What you will do —
[1] From the forum thread on Yao Ming's World Championships numbers, print the passage from "ming has surprised" up to and including "He should dominate.".
[2] Answer these questions using the forum thread about Yao Ming's World Championships numbers.
(a) In how many games at the World Championships was Yao Ming's per-game line recorded in the first post?
(b) What height does the user jimmy give for Yao Ming?
(c) By which season does the user peleincubus think Yao will do great if he stays healthy?

Document segment —
-- Start --

# Yao Ming's Numbers At the World Games



## RocketsInFlight (Jul 14, 2002)

Yao Ming in 6 games at the World Championships:
25.7	minutes
19.2	points
7.3	rebounds
1.8	assists
0.7	steals
2.2	blocks
3.0	turnovers
3.5	fouls
6.2	FGM
8.2	FGA
74	FG%
7.0	FTM
9.0	FTA
75	FT%
1/1	3PM/3PA

Easily the best center of the tournament.


----------



## hunterb14 (Jun 12, 2002)

I hope he can put up those numbers when he plays for us. He has dominated the World Championships


----------



## riddler (Aug 25, 2002)

ming has surprised me, i thought he wouldnt even be close to the hype people made him up to be, but he really did surprise me, hes kinda scaring me now.


----------



## jimmy (Aug 20, 2002)

I have to say that Ming surprised me also. He is much faster than I thought a 7'5 center is and has a good all around game. One thing I did notice that should concern Rockets fans is the foul trouble. He got in foul trouble against inferior teams with inferior centers, that should not happen. He should dominate.


----------



## peleincubus (Sep 27, 2002)

I think in about 2 years IF he stays healthy. Yao would be great.
You have to look at all the factors.

This team will be great. They have young players that will be getting better. Even Francis and Mobley; when they realize that there is really something special going on in the rockets organization, they will strive to become even that much better.

You have to look where he came from, China; they pretty much got there tails kicked in world championships. So that shows you how good they are there. So when Yao gets good coaching from coaches that know what to do w/ a 7 ft. player that Rudy and staff does know how. For instance I read that the players on the china team did not know how to get the ball into Yao. That has something to do w/ the fact that they dont have many 7 ft. players playing there. And dont know what to do w/ a player that tall.

I personally think he will do great by 2004 season. IF he stays healthy.


----------

-- End --

Data —
-- Start --

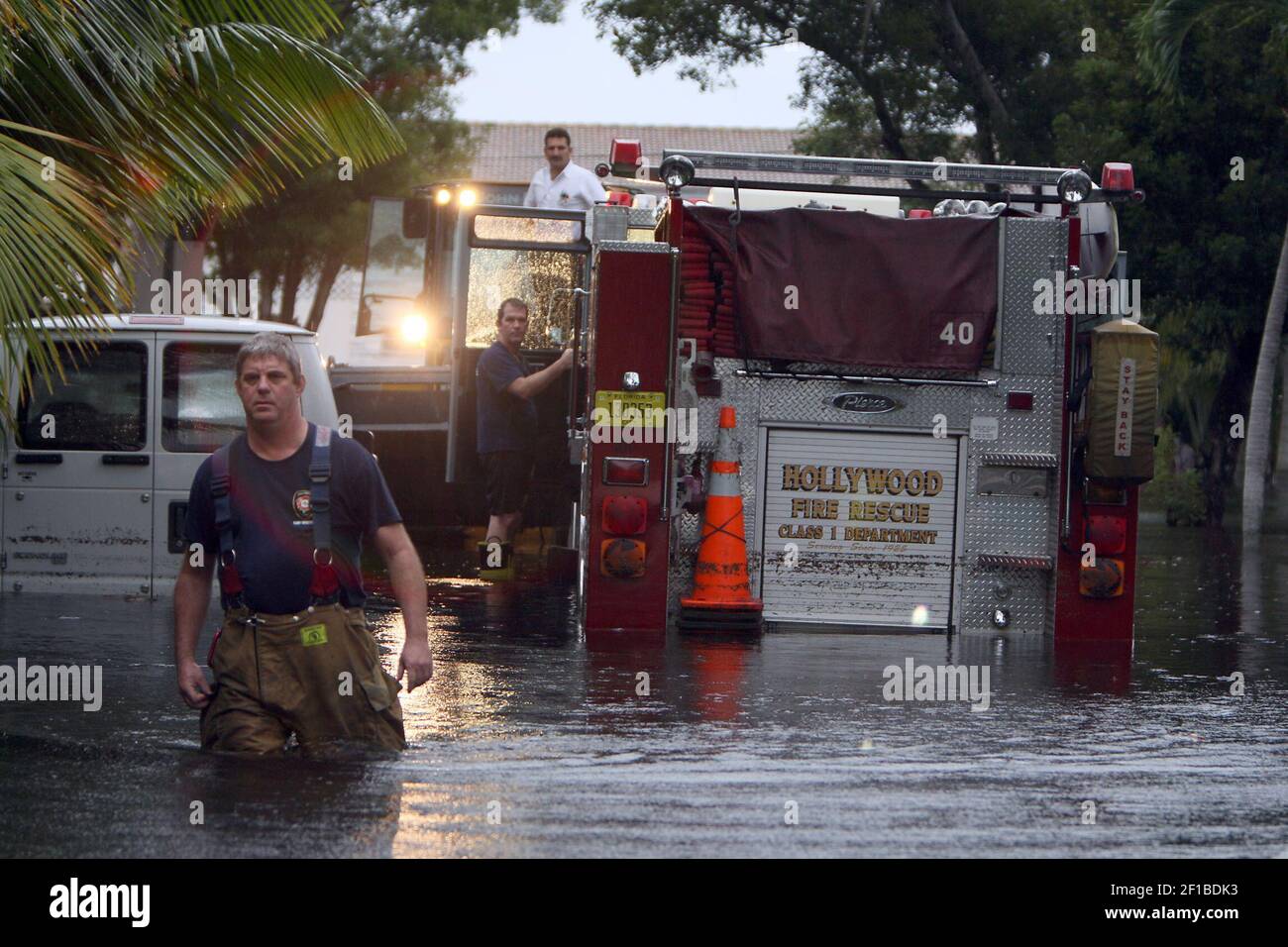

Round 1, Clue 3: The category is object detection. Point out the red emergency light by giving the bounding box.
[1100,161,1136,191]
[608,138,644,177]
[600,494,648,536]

-- End --

Per-task outputs —
[1]
ming has surprised me, i thought he wouldnt even be close to the hype people made him up to be, but he really did surprise me, hes kinda scaring me now.


----------



## jimmy (Aug 20, 2002)

I have to say that Ming surprised me also. He is much faster than I thought a 7'5 center is and has a good all around game. One thing I did notice that should concern Rockets fans is the foul trouble. He got in foul trouble against inferior teams with inferior centers, that should not happen. He should dominate.

[2]
(a) 6 games
(b) 7'5
(c) The 2004 season